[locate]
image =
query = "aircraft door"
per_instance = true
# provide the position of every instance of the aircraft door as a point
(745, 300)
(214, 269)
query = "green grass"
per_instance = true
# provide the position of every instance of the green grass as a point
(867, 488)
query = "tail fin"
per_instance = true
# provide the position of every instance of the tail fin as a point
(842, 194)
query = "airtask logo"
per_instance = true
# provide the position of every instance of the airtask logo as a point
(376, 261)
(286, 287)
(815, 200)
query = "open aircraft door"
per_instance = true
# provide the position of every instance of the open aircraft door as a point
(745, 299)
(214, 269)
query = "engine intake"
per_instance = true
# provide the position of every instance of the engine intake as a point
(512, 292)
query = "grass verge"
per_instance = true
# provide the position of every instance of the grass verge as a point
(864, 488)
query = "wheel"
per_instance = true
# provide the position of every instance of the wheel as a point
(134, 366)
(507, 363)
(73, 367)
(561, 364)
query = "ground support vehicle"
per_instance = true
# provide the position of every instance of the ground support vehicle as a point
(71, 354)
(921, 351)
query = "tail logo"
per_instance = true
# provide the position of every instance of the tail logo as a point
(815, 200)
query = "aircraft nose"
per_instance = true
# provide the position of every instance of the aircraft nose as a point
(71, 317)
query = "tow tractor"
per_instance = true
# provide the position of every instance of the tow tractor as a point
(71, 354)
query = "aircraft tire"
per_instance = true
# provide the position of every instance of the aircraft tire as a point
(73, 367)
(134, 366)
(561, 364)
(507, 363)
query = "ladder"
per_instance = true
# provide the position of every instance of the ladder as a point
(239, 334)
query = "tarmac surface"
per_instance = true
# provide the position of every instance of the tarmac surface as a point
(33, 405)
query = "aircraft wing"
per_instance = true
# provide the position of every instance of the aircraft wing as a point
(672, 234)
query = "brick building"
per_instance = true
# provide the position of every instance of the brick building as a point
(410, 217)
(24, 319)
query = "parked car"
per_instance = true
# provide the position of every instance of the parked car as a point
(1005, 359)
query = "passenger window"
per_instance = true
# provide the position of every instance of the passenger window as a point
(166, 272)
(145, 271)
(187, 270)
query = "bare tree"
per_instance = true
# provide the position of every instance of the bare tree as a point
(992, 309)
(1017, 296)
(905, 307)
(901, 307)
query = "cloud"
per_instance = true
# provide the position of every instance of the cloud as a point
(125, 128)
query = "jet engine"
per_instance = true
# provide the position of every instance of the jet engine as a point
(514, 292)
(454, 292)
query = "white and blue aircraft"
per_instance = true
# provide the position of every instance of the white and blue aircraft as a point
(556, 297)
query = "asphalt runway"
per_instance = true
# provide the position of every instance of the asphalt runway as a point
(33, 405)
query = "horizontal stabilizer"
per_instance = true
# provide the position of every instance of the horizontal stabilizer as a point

_ _ _ _

Go through the listing above and copy each line exactly.

**Exercise solution**
[locate]
image =
query = "aircraft door"
per_instance = true
# provide the position of every instance of the aircraft door as a point
(745, 300)
(214, 269)
query = "green grass"
per_instance = true
# provide the position of every instance of the green grass as a point
(867, 488)
query = "tail fin"
per_instance = true
# provide the position of every instance of the tail fin as a point
(842, 194)
query = "airtask logo"
per_instance = true
# provide the position of every instance of the airtask logo as a point
(376, 261)
(286, 287)
(815, 200)
query = "open aircraft door"
per_instance = true
# provide the position of every instance of the open aircraft door as a point
(745, 299)
(214, 269)
query = "engine intake"
per_instance = true
# provide the position of every instance of the engine intake as a point
(512, 292)
query = "grass verge"
per_instance = true
# provide the position of every instance of the grass verge as a point
(864, 488)
query = "wheel"
per_instance = true
# provide the position of every instance of the wheel as a point
(134, 366)
(507, 363)
(73, 367)
(561, 364)
query = "ground support vehicle"
per_instance = true
# provide the position of every instance of the ground support vehicle as a point
(71, 354)
(921, 351)
query = "tail logo"
per_instance = true
# provide the position of every instance of the tail logo as a point
(815, 200)
query = "aircraft nose"
per_instance = true
# provide the position of every instance of the aircraft nose as a point
(71, 317)
query = "tow tractor"
per_instance = true
# provide the position of every instance of the tow tractor as a point
(71, 354)
query = "aircraft tire"
per_instance = true
# provide the position of every instance of the aircraft tire as a point
(73, 367)
(134, 366)
(561, 364)
(507, 363)
query = "ladder"
per_instance = true
# provide the position of every instance of the ladder as a point
(239, 334)
query = "tarmac surface"
per_instance = true
# provide the position of every instance of the tarmac surface as a point
(33, 405)
query = "aircraft wing"
per_instance = true
# provide the position of every instance of the aircraft wing as a point
(672, 234)
query = "brick building"
per_instance = true
# provide the position of every instance of the brick building as a point
(410, 217)
(24, 319)
query = "parked car"
per_instance = true
# provide the position of every instance of the parked car as a point
(1005, 359)
query = "passenger window"
per_instance = true
# provide the position of every instance of the passenger window as a point
(166, 272)
(145, 271)
(187, 270)
query = "bare tree"
per_instance = true
# provide the position of every instance of the bare tree as a point
(992, 309)
(1017, 296)
(905, 307)
(901, 307)
query = "cloud"
per_instance = true
# provide the position of every instance of the cloud as a point
(125, 128)
query = "jet engine"
per_instance = true
# provide the position of every instance of the jet engine as a point
(514, 292)
(454, 292)
query = "white and blue aircraft"
per_instance = true
# provide the position of every instance of the white and blue aircraft as a point
(556, 297)
query = "asphalt runway"
per_instance = true
# provide the position of every instance of the asphalt runway as a point
(33, 405)
query = "horizontal stabilizer"
per_instance = true
# provide the position of every instance of the horizontal stabilizer as a point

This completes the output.